(Collected data)

§ §

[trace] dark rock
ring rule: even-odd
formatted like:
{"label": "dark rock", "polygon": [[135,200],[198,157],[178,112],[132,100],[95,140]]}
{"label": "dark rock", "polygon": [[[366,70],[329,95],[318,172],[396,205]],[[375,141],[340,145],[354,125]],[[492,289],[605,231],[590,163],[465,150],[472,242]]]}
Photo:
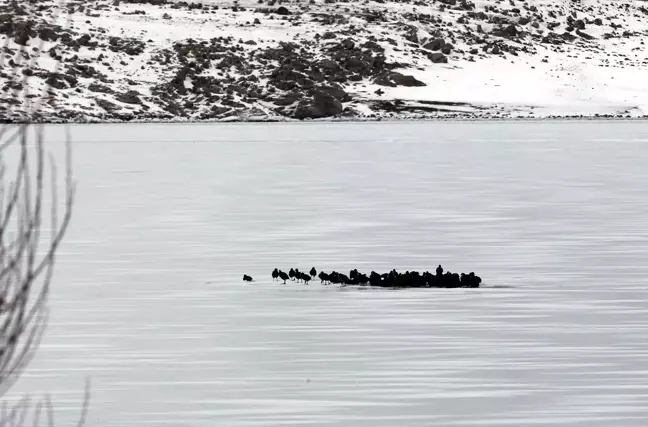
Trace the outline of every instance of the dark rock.
{"label": "dark rock", "polygon": [[[5,104],[8,104],[8,105],[22,105],[22,101],[19,100],[19,99],[15,99],[15,98],[0,99],[0,102],[4,102]],[[6,110],[6,108],[2,108],[2,109]]]}
{"label": "dark rock", "polygon": [[370,64],[365,58],[359,56],[353,56],[350,58],[346,58],[346,61],[344,62],[344,66],[348,70],[362,72],[363,70],[368,69],[370,67]]}
{"label": "dark rock", "polygon": [[91,39],[92,37],[90,36],[90,34],[84,34],[77,39],[77,43],[79,43],[80,46],[92,46],[92,45],[97,46],[98,43],[97,42],[91,43],[90,42]]}
{"label": "dark rock", "polygon": [[65,74],[63,76],[63,79],[70,85],[70,87],[76,87],[76,85],[79,83],[79,80],[76,78],[76,76],[72,74]]}
{"label": "dark rock", "polygon": [[375,107],[374,109],[376,110],[383,110],[388,113],[393,113],[398,111],[398,108],[396,108],[396,105],[390,101],[379,101],[373,105]]}
{"label": "dark rock", "polygon": [[95,102],[97,103],[98,106],[103,108],[104,110],[108,111],[109,113],[112,113],[115,110],[121,109],[121,107],[117,104],[114,104],[110,101],[107,101],[105,99],[97,98],[95,99]]}
{"label": "dark rock", "polygon": [[291,65],[283,65],[270,73],[270,83],[282,90],[296,89],[307,79],[304,73],[295,71]]}
{"label": "dark rock", "polygon": [[340,43],[340,47],[346,50],[353,50],[353,48],[355,47],[355,42],[351,39],[344,39]]}
{"label": "dark rock", "polygon": [[279,105],[279,106],[286,106],[286,105],[291,105],[294,104],[295,102],[299,101],[301,98],[301,95],[297,92],[288,92],[284,96],[275,99],[274,104]]}
{"label": "dark rock", "polygon": [[583,31],[581,31],[581,30],[576,30],[576,34],[579,35],[579,36],[581,36],[581,37],[584,38],[585,40],[594,40],[594,39],[595,39],[594,36],[592,36],[592,35],[590,35],[590,34],[587,34],[586,32],[583,32]]}
{"label": "dark rock", "polygon": [[428,53],[427,57],[428,57],[428,59],[430,61],[432,61],[435,64],[447,64],[448,63],[448,58],[443,53],[439,53],[439,52]]}
{"label": "dark rock", "polygon": [[125,39],[121,37],[110,37],[108,39],[108,49],[113,52],[124,52],[128,55],[136,56],[144,52],[146,44],[137,39]]}
{"label": "dark rock", "polygon": [[231,108],[222,107],[220,105],[212,105],[211,107],[211,116],[212,117],[223,117],[229,114],[232,111]]}
{"label": "dark rock", "polygon": [[128,92],[118,94],[115,96],[115,99],[125,104],[141,104],[142,101],[139,97],[140,94],[138,92],[129,90]]}
{"label": "dark rock", "polygon": [[38,37],[46,42],[56,41],[60,38],[60,27],[40,27],[38,29]]}
{"label": "dark rock", "polygon": [[340,70],[340,66],[337,62],[330,59],[324,59],[318,65],[321,69],[328,71],[329,73],[335,73]]}
{"label": "dark rock", "polygon": [[20,46],[27,46],[29,44],[29,32],[21,31],[14,37],[14,42]]}
{"label": "dark rock", "polygon": [[568,41],[568,42],[573,42],[574,40],[576,40],[575,35],[569,34],[567,32],[562,33],[561,37],[563,38],[563,40]]}
{"label": "dark rock", "polygon": [[423,45],[425,49],[436,51],[441,50],[446,45],[445,40],[443,39],[434,39],[430,42],[427,42]]}
{"label": "dark rock", "polygon": [[352,107],[346,107],[342,111],[342,116],[343,117],[358,117],[359,115],[360,115],[360,113],[358,113],[358,111],[356,109],[352,108]]}
{"label": "dark rock", "polygon": [[418,39],[418,31],[416,30],[416,28],[410,28],[405,33],[404,39],[414,44],[418,44],[419,39]]}
{"label": "dark rock", "polygon": [[461,0],[459,7],[461,8],[461,10],[473,10],[475,9],[475,3],[471,1]]}
{"label": "dark rock", "polygon": [[67,89],[68,83],[65,81],[64,76],[60,73],[50,73],[49,77],[45,80],[45,84],[54,89]]}
{"label": "dark rock", "polygon": [[226,99],[223,99],[223,100],[221,101],[221,103],[222,103],[223,105],[227,105],[228,107],[232,107],[232,108],[239,108],[239,109],[240,109],[240,108],[245,108],[245,105],[244,105],[244,104],[241,104],[240,102],[236,102],[236,101],[234,101],[233,99],[228,99],[228,98],[226,98]]}
{"label": "dark rock", "polygon": [[342,111],[342,103],[338,99],[330,95],[317,93],[312,100],[304,100],[297,105],[294,117],[300,120],[319,119],[337,116]]}
{"label": "dark rock", "polygon": [[277,9],[274,10],[274,13],[282,16],[292,15],[292,13],[285,6],[279,6]]}
{"label": "dark rock", "polygon": [[88,90],[90,92],[99,92],[99,93],[115,93],[114,90],[112,90],[110,87],[105,86],[105,85],[100,85],[97,83],[91,83],[88,86]]}
{"label": "dark rock", "polygon": [[385,48],[382,47],[381,45],[379,45],[378,43],[374,42],[374,41],[366,41],[361,45],[361,47],[363,47],[363,48],[365,48],[367,50],[371,50],[371,51],[376,52],[376,53],[385,52]]}
{"label": "dark rock", "polygon": [[406,86],[406,87],[416,87],[416,86],[426,86],[425,83],[416,79],[414,76],[407,74],[401,74],[397,72],[391,72],[383,74],[377,77],[374,82],[380,86]]}
{"label": "dark rock", "polygon": [[336,84],[318,86],[315,88],[314,93],[329,95],[342,102],[351,101],[351,96],[342,89],[342,86]]}
{"label": "dark rock", "polygon": [[495,36],[511,39],[513,37],[516,37],[519,34],[519,31],[515,27],[514,24],[511,24],[511,25],[508,25],[506,27],[500,27],[500,28],[493,29],[491,34],[493,34]]}
{"label": "dark rock", "polygon": [[[565,33],[565,34],[567,34],[567,33]],[[544,36],[542,38],[542,43],[560,45],[560,44],[565,43],[565,39],[562,36],[560,36],[560,35],[558,35],[556,33],[550,32],[549,34],[547,34],[546,36]]]}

§ §

- Task requirements -
Repeat the records word for word, skipping pictures.

- Task result -
[trace] dark rock
ring rule: even-odd
formatted like:
{"label": "dark rock", "polygon": [[135,200],[198,157],[178,112],[132,100],[95,140]]}
{"label": "dark rock", "polygon": [[[366,70],[329,95],[318,172],[396,205]],[[375,141],[340,145],[354,125]],[[492,289],[605,231],[590,163],[465,150],[472,242]]]}
Photo:
Trace the outline of every instance of the dark rock.
{"label": "dark rock", "polygon": [[[5,104],[8,104],[8,105],[22,105],[22,101],[19,100],[19,99],[15,99],[15,98],[0,99],[0,102],[4,102]],[[6,110],[6,108],[2,108],[2,109]]]}
{"label": "dark rock", "polygon": [[370,64],[365,58],[359,56],[353,56],[350,58],[346,58],[346,61],[344,62],[344,66],[348,70],[362,72],[363,70],[368,69],[370,67]]}
{"label": "dark rock", "polygon": [[91,39],[92,37],[90,36],[90,34],[84,34],[77,39],[77,43],[79,43],[80,46],[92,46],[92,45],[97,46],[98,43],[97,42],[91,43],[90,42]]}
{"label": "dark rock", "polygon": [[65,74],[63,76],[63,79],[70,85],[70,87],[76,87],[76,85],[79,83],[79,80],[76,78],[76,76],[72,74]]}
{"label": "dark rock", "polygon": [[375,107],[374,109],[376,110],[383,110],[388,113],[393,113],[398,111],[398,108],[396,108],[396,105],[390,101],[379,101],[373,105]]}
{"label": "dark rock", "polygon": [[95,102],[97,103],[98,106],[103,108],[104,110],[108,111],[109,113],[112,113],[115,110],[121,109],[121,107],[117,104],[114,104],[110,101],[107,101],[105,99],[97,98],[95,99]]}
{"label": "dark rock", "polygon": [[291,65],[283,65],[270,73],[270,83],[282,90],[296,89],[307,79],[304,73],[295,71]]}
{"label": "dark rock", "polygon": [[340,43],[340,47],[346,50],[353,50],[353,48],[355,47],[355,42],[351,39],[344,39]]}
{"label": "dark rock", "polygon": [[279,105],[279,106],[286,106],[286,105],[291,105],[294,104],[295,102],[299,101],[301,98],[301,95],[297,92],[288,92],[284,96],[275,99],[274,104]]}
{"label": "dark rock", "polygon": [[583,31],[581,31],[581,30],[576,30],[576,34],[579,35],[579,36],[581,36],[581,37],[584,38],[585,40],[594,40],[594,39],[595,39],[594,36],[592,36],[592,35],[590,35],[590,34],[587,34],[586,32],[583,32]]}
{"label": "dark rock", "polygon": [[428,53],[427,57],[428,57],[428,59],[430,61],[432,61],[435,64],[447,64],[448,63],[448,58],[443,53],[439,53],[439,52]]}
{"label": "dark rock", "polygon": [[125,39],[121,37],[110,37],[108,39],[108,49],[113,52],[124,52],[128,55],[136,56],[144,52],[146,44],[137,39]]}
{"label": "dark rock", "polygon": [[231,108],[222,107],[220,105],[212,105],[211,107],[211,116],[212,117],[223,117],[229,114],[232,111]]}
{"label": "dark rock", "polygon": [[128,92],[118,94],[115,96],[115,99],[125,104],[141,104],[142,101],[139,97],[140,94],[138,92],[129,90]]}
{"label": "dark rock", "polygon": [[38,37],[46,42],[56,41],[60,38],[60,27],[40,27],[38,29]]}
{"label": "dark rock", "polygon": [[340,70],[340,66],[337,62],[330,59],[324,59],[318,65],[321,69],[328,71],[329,73],[335,73]]}
{"label": "dark rock", "polygon": [[20,46],[27,46],[29,44],[29,32],[21,31],[14,37],[14,42]]}
{"label": "dark rock", "polygon": [[568,41],[568,42],[573,42],[574,40],[576,40],[575,35],[569,34],[567,32],[562,33],[561,37],[563,38],[563,40]]}
{"label": "dark rock", "polygon": [[423,45],[425,49],[436,51],[441,50],[446,45],[445,40],[443,39],[434,39],[430,42],[427,42]]}
{"label": "dark rock", "polygon": [[352,107],[346,107],[342,111],[342,116],[343,117],[358,117],[359,115],[360,115],[360,113],[358,113],[358,111],[356,109],[352,108]]}
{"label": "dark rock", "polygon": [[418,39],[418,31],[416,30],[416,28],[410,28],[405,33],[404,39],[414,44],[418,44],[419,39]]}
{"label": "dark rock", "polygon": [[461,0],[459,7],[461,8],[461,10],[473,10],[475,9],[475,3],[471,1]]}
{"label": "dark rock", "polygon": [[67,89],[68,83],[65,81],[64,76],[60,73],[50,73],[49,77],[45,80],[45,84],[54,89]]}
{"label": "dark rock", "polygon": [[226,99],[223,99],[223,100],[221,101],[221,103],[222,103],[223,105],[227,105],[228,107],[232,107],[232,108],[239,108],[239,109],[240,109],[240,108],[245,108],[245,105],[244,105],[244,104],[241,104],[240,102],[236,102],[236,101],[234,101],[233,99],[228,99],[228,98],[226,98]]}
{"label": "dark rock", "polygon": [[342,111],[342,103],[338,99],[330,95],[317,93],[312,100],[304,100],[297,105],[294,117],[300,120],[319,119],[337,116]]}
{"label": "dark rock", "polygon": [[277,9],[274,10],[274,13],[282,16],[292,15],[292,13],[285,6],[279,6]]}
{"label": "dark rock", "polygon": [[88,90],[90,92],[99,92],[99,93],[115,93],[114,90],[112,90],[110,87],[105,86],[105,85],[100,85],[97,83],[91,83],[88,86]]}
{"label": "dark rock", "polygon": [[385,48],[382,47],[381,45],[379,45],[378,43],[374,42],[374,41],[366,41],[361,45],[361,47],[363,47],[363,48],[365,48],[367,50],[371,50],[371,51],[376,52],[376,53],[385,52]]}
{"label": "dark rock", "polygon": [[406,86],[406,87],[416,87],[416,86],[426,86],[425,83],[416,79],[414,76],[407,74],[401,74],[397,72],[391,72],[383,74],[377,77],[374,82],[380,86]]}
{"label": "dark rock", "polygon": [[336,84],[318,86],[315,88],[314,93],[329,95],[342,102],[351,101],[351,96],[342,89],[342,86]]}
{"label": "dark rock", "polygon": [[495,36],[511,39],[513,37],[516,37],[519,34],[519,31],[515,27],[514,24],[511,24],[511,25],[508,25],[506,27],[500,27],[500,28],[493,29],[491,34],[493,34]]}
{"label": "dark rock", "polygon": [[[565,33],[565,34],[567,34],[567,33]],[[544,36],[542,38],[542,43],[560,45],[560,44],[565,43],[565,39],[562,36],[560,36],[560,35],[558,35],[556,33],[550,32],[549,34],[547,34],[546,36]]]}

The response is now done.